• Work to be completed: Retype the records exactly, with nothing added or dropped.

[Records drawn from a dataset]
-.-.-
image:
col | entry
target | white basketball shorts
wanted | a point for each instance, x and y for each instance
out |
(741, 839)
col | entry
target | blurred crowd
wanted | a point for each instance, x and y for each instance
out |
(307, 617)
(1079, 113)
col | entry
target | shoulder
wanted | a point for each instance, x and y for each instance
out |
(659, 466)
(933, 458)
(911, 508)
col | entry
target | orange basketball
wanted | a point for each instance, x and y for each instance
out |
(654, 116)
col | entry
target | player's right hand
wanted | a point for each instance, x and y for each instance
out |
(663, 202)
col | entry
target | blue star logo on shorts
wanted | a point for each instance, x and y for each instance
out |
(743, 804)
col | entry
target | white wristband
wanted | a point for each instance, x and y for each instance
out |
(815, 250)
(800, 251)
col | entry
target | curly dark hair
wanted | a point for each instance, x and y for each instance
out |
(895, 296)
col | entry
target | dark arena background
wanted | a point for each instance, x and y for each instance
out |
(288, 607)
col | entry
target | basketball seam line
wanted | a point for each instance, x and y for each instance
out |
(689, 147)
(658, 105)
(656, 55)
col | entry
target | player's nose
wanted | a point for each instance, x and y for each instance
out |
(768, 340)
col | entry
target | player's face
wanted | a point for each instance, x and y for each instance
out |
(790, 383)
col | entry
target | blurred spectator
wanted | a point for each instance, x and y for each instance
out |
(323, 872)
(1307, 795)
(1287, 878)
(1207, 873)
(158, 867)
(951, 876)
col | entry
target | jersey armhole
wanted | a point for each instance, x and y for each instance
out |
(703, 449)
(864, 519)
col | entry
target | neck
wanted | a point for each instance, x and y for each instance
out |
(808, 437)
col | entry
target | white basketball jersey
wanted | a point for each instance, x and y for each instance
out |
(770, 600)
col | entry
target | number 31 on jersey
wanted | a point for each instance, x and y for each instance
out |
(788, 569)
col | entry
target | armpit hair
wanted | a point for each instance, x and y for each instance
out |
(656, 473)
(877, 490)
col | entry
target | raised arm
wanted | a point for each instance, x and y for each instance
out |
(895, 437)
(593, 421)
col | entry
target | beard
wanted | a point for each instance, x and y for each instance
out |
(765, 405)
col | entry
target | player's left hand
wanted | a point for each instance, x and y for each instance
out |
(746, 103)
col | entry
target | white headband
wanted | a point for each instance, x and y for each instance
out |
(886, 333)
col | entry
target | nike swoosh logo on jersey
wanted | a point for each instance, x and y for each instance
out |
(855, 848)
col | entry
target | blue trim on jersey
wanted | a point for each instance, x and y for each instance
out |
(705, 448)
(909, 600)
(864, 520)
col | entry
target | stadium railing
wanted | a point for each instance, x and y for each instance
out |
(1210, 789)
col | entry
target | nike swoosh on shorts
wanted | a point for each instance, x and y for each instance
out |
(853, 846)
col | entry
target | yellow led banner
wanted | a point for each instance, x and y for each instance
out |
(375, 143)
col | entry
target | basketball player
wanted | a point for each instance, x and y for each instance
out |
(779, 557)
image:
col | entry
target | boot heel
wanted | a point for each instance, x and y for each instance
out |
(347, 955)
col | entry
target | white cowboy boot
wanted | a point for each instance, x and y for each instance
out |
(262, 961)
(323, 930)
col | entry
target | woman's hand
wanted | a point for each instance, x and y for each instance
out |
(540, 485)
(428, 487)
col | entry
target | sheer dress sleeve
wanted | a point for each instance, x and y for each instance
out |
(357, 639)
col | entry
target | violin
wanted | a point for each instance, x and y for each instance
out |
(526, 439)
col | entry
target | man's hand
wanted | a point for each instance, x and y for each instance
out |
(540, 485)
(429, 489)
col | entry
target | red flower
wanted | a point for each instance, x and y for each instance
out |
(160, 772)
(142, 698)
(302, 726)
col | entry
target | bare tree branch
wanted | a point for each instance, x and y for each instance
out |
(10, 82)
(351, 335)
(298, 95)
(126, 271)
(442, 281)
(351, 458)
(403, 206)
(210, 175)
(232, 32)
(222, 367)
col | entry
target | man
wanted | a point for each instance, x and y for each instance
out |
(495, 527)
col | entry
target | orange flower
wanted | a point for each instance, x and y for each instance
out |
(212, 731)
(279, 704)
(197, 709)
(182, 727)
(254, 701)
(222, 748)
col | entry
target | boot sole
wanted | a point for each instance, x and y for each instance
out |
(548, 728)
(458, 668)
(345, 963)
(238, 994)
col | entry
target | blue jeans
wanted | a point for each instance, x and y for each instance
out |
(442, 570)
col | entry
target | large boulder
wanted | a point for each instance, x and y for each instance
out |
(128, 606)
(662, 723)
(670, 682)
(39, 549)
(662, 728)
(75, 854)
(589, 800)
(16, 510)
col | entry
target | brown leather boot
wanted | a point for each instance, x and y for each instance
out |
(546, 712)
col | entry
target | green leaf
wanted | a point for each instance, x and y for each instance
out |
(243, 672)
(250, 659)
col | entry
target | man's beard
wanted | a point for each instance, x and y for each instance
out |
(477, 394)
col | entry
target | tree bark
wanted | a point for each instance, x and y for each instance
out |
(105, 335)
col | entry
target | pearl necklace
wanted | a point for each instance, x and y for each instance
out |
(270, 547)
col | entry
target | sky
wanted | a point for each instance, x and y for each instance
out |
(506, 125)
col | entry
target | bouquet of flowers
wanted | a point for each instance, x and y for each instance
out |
-.-.-
• Solution for this task:
image:
col | entry
target | white basketball shorts
wanted | a point for each instance, x and y for each instance
out |
(741, 839)
col | entry
target | blurred crowd
wanted | a point for each instance, x and y for each instance
out |
(307, 617)
(1079, 113)
col | entry
target | shoulder
wanted | a point for each instance, x and y for each instance
out |
(659, 466)
(933, 458)
(911, 508)
col | entry
target | orange basketball
wanted | a point for each instance, x and y for each instance
out |
(654, 116)
col | entry
target | player's right hand
wanted | a point for each instance, x and y for each instance
out |
(663, 202)
col | entry
target | blue star logo on shorts
wanted | a point for each instance, x and y for each instance
out |
(743, 804)
col | entry
target | white wristband
wanted | a point for each instance, x and y for each instance
out |
(815, 250)
(800, 251)
col | entry
target | curly dark hair
wanted | a point for each instance, x and y for each instance
out |
(895, 296)
col | entry
target | dark arena background
wanted | a point for each instance, x and y for each instance
out |
(288, 607)
col | entry
target | basketball seam line
wanted | a point for each instance, x and y for each instance
out |
(689, 147)
(658, 105)
(656, 55)
col | entry
target | player's nose
wanted | a point for each instance, x and y for each instance
out |
(768, 340)
col | entry
target | player's face
wanted | a point for each instance, x and y for each instance
out |
(790, 383)
col | entry
target | blurred spectator
wanted | a point for each instance, x and y for each instance
out |
(323, 872)
(1307, 795)
(1287, 878)
(1207, 873)
(158, 867)
(951, 876)
col | entry
target | jersey armhole
wanted | a point for each instance, x and y for each instance
out |
(703, 449)
(864, 519)
col | entry
target | neck
wanted | a point for each instance, x and y for each instance
out |
(808, 437)
col | entry
target | white basketball jersey
wanted | a point for each instance, x and y for each instance
out |
(770, 600)
col | entry
target | number 31 on jersey
wanted | a point for each instance, x and y for each instance
out |
(788, 569)
col | entry
target | armpit hair
wanted | a point for each instance, x and y for each instance
out |
(656, 473)
(877, 490)
col | entry
target | raised arm
wanted | a point for each instance, x and y for each instance
out |
(895, 437)
(593, 421)
col | entry
target | beard
wanted | a point for each instance, x and y for each instance
out |
(765, 405)
col | entry
target | player's left hand
wanted | a point for each instance, x and y for each instance
out |
(746, 103)
col | entry
target | white headband
wanted | a point for each instance, x and y for each instance
out |
(886, 333)
col | entry
target | nike swoosh logo on jersey
wanted | a point for each instance, x and y for each instance
out |
(855, 848)
col | entry
target | blue trim on jersey
wanted | a point for each instance, x and y for each instance
out |
(705, 448)
(909, 600)
(864, 520)
col | entry
target | stadium railing
wanted | a point for each instance, x and y for each instance
out |
(1210, 789)
col | entry
target | nike swoosh on shorts
wanted | a point for each instance, x and y for each instance
out |
(853, 846)
col | entry
target | yellow led banner
wanted | a point for each instance, x and y for each instance
out |
(375, 143)
col | entry
target | basketball player
wanted | a point for each instance, x and y for each instance
out |
(779, 557)
image:
col | entry
target | boot heel
wanted | a point for each instance, x and y for each instance
out |
(347, 955)
col | entry
target | white cowboy boot
wanted | a point for each instance, x and y for each instance
out |
(262, 961)
(323, 930)
col | entry
target | woman's hand
wanted | a point for each instance, x and y for each instance
out |
(540, 485)
(428, 487)
col | entry
target | sheer dress sleeve
wanted | a point for each instance, x and y for each instance
out |
(357, 639)
col | entry
target | violin
wanted | a point for each instance, x and y for each instance
out |
(526, 439)
col | entry
target | man's hand
wanted | a point for each instance, x and y for each instance
out |
(540, 485)
(429, 489)
col | entry
target | red flower
wanted | a point for each instance, x and y for each instance
out |
(160, 772)
(142, 698)
(302, 726)
col | entry
target | bare tree branch
wanted | a point for each instance, x and y for each instance
out |
(10, 82)
(351, 335)
(298, 95)
(126, 271)
(442, 281)
(351, 458)
(403, 206)
(210, 175)
(232, 32)
(222, 367)
col | entry
target | man
wanted | a point for each instance, x and y for each instance
out |
(495, 527)
col | entry
target | orange flower
wanted | a point for each instance, x and y for each instance
out |
(212, 731)
(279, 704)
(197, 709)
(182, 727)
(254, 701)
(222, 748)
col | entry
target | boot sole
wanted | a point for each instance, x and y for each instance
out |
(548, 728)
(458, 668)
(345, 963)
(238, 994)
col | entry
target | blue jeans
wanted | a point for each instance, x and y for each instance
out |
(442, 570)
col | entry
target | large boulder
wanted | a point for each instance, x and y for each instance
out |
(128, 606)
(662, 723)
(670, 682)
(39, 549)
(662, 728)
(75, 854)
(589, 800)
(16, 510)
col | entry
target | brown leather boot
wanted | a point for each instance, x and y for each instance
out |
(546, 712)
col | entry
target | green leaf
wanted | a point for each instance, x and y for each instance
out |
(243, 672)
(250, 659)
col | entry
target | man's beard
wanted | a point for each instance, x and y for each instance
out |
(477, 394)
col | entry
target | tree bark
wanted | a point for each instance, x and y for each instance
out |
(105, 335)
col | entry
target | pearl necklace
wanted | a point for each instance, x and y for each instance
out |
(270, 547)
col | entry
target | sky
wanted | a point for each instance, x and y for each instance
out |
(506, 125)
col | entry
target | bouquet of flowers
wanted | a point for each instance, x and y for each instance
out |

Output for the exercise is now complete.